## [DIRECTIONS FOR THIS TASK]
Transcribe the passage of the text about GlaxoSmithKline's acquisition of Domantis starting at "Domantis was cofounded" and ending at "million from investors.".

GlaxoSmithKline (LONDON, United Kingdom) announced that it has entered into an agreement to acquire Domantis Ltd (an early-stage, antibody-based therapeutics company) for US$454 million in cash. Domantis, a privately owned company, will become part of GSK's Biopharmaceuticals Centre of Excellence for Drug Discovery (CEDD) while continuing to operate from laboratories in Cambridge, UK. In addition to preclinical programs for respiratory diseases and cancer, Domantis has several programs geared toward inflammatory disorders and autoimmune diseases with current early-stage molecules including: DOM0100 (anti-TNFRI); DOM0200 (anti-TNF-α); and DOM0400 (anti-IL-1 pathway).
Domantis' technology generates therapeutics, termed domain antibodies (dAbs), based on the smallest functional binding units that correspond to the variable regions of either the heavy (VH) or light (VL) chains of human antibodies. Domantis has a series of large and highly functional libraries of VH and VL dAbs (more than 100 billion different fully human sequences in each library). At 11-13 kDa (approximately one-tenth the size of typical IgG antibodies), dAbs can be easily and inexpensively manufactured; engineered for prolonged half-life; and administered in inhaled, topical, and, potentially, oral formulations as well as by injection and infusion. The Domantis technology also enables dAbs to serve as building blocks for therapeutics simultaneously directed at more than one disease target. In 2006, Domantis won the UK Innovation in Drug Discovery & Development Award sponsored by London First and UK Trade & Investment.
Domantis was cofounded in 2000 by Ian Tomlinson, chief scientific officer (formerly of the UK Medical Research Council's Laboratory of Molecular Biology (MRC-LMB), and by Sir Gregory Winter, deputy director of both the MRC-LMB and the MRC Centre of Protein Engineering. To date, Domantis has raised a total of $83 million from investors.

## [STUDY MATERIAL]

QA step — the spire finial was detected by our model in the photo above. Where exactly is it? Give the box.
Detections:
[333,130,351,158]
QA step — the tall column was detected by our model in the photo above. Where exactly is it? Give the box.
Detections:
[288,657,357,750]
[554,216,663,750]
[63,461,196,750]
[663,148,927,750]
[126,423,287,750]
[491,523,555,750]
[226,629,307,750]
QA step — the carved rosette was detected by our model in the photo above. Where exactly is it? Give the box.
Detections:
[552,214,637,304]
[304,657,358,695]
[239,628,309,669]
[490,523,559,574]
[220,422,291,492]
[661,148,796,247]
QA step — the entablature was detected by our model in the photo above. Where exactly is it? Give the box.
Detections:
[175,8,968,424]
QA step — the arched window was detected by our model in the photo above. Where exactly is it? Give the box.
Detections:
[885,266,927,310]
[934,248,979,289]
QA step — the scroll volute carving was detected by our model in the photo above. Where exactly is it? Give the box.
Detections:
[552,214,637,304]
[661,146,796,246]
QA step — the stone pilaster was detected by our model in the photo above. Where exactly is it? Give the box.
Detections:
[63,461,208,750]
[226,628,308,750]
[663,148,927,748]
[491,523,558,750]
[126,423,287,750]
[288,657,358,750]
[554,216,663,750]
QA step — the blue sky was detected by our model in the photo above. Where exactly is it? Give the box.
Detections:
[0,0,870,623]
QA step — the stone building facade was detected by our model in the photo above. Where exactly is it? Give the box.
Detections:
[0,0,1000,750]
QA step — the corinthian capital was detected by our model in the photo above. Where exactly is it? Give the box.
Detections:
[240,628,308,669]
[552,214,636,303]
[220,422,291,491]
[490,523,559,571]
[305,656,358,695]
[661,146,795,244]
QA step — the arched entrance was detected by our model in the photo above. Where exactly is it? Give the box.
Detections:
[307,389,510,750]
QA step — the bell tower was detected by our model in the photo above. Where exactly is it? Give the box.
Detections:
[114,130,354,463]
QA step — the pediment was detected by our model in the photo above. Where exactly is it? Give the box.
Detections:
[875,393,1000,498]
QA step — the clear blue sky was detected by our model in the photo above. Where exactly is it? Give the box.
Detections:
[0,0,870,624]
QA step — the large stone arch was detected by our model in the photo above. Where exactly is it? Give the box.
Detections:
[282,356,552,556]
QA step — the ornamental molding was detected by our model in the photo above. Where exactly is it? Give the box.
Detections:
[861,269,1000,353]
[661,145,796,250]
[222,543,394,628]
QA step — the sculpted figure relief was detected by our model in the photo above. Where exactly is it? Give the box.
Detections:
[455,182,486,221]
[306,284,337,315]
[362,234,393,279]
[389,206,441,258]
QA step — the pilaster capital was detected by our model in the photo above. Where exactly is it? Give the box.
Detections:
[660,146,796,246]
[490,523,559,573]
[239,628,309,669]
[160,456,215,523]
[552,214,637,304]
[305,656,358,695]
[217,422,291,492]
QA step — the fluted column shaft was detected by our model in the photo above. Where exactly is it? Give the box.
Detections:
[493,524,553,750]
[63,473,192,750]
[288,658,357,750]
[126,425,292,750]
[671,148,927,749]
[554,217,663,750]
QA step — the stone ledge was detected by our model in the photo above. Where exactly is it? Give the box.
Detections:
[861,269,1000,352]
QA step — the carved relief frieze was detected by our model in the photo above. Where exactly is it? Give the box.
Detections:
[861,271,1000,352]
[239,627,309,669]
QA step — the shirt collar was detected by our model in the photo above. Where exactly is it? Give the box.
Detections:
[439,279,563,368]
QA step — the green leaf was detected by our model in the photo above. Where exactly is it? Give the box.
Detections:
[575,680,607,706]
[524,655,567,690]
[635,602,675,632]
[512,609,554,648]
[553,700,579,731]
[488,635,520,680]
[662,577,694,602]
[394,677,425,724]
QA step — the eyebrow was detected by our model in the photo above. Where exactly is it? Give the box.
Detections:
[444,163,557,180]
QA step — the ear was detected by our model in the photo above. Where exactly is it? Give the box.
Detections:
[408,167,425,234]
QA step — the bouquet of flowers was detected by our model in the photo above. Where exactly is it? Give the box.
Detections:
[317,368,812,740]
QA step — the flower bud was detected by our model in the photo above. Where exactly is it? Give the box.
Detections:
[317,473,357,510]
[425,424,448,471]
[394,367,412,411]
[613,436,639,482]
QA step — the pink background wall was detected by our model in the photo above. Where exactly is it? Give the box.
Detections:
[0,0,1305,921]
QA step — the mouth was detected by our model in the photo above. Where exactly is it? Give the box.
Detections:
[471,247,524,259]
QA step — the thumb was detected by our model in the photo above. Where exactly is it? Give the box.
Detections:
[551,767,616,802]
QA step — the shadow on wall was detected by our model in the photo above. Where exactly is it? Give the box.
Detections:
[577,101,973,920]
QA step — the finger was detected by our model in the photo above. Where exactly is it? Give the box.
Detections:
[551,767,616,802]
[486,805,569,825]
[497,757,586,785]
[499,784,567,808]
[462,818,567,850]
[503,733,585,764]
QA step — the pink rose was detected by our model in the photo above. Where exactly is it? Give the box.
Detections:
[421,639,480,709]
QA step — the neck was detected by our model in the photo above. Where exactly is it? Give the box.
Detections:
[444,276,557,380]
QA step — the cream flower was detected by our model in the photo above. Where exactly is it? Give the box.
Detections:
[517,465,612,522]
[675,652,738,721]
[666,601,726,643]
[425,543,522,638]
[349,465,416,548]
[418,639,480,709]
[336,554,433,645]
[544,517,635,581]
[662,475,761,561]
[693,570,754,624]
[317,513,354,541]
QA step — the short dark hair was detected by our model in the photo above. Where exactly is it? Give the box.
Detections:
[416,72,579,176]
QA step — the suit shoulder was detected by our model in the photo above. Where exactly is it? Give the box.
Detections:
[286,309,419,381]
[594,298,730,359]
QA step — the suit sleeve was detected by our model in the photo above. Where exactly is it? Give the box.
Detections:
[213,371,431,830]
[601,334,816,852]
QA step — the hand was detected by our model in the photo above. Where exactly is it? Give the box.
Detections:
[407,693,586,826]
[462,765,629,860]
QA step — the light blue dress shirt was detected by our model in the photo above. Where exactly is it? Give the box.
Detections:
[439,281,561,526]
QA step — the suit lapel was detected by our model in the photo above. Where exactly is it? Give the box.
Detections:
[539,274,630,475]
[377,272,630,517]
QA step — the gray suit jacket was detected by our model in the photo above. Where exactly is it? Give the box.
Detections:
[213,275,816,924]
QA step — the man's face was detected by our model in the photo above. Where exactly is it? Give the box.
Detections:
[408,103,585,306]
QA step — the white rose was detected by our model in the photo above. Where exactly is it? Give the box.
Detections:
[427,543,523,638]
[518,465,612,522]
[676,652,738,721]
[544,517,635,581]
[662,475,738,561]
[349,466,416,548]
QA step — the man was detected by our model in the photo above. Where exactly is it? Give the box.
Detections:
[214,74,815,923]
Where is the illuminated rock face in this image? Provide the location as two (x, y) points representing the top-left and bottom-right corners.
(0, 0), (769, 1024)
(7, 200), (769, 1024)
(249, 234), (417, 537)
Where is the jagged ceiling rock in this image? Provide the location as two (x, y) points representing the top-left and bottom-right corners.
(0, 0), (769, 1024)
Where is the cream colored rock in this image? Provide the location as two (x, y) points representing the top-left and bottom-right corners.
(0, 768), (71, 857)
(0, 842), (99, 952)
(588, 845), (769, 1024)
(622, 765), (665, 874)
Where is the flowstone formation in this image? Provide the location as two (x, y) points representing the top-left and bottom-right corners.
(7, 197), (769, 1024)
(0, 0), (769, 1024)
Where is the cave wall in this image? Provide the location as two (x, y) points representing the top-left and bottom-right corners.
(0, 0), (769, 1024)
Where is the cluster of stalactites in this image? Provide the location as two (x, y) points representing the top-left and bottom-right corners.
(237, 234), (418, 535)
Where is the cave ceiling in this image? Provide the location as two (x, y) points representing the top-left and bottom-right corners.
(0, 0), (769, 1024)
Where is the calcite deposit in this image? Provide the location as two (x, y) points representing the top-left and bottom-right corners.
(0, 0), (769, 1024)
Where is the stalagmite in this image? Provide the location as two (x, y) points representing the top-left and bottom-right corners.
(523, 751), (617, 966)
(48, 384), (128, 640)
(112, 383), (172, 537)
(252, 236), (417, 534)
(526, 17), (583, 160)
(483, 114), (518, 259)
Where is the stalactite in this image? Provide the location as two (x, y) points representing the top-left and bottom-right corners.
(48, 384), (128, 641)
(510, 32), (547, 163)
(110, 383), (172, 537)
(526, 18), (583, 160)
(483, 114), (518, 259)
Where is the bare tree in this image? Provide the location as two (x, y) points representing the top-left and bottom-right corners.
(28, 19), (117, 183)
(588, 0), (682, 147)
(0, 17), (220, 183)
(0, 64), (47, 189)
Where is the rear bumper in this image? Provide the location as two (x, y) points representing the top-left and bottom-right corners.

## [SOLUTION FOR THIS TASK]
Domantis was cofounded in 2000 by Ian Tomlinson, chief scientific officer (formerly of the UK Medical Research Council's Laboratory of Molecular Biology (MRC-LMB), and by Sir Gregory Winter, deputy director of both the MRC-LMB and the MRC Centre of Protein Engineering. To date, Domantis has raised a total of $83 million from investors.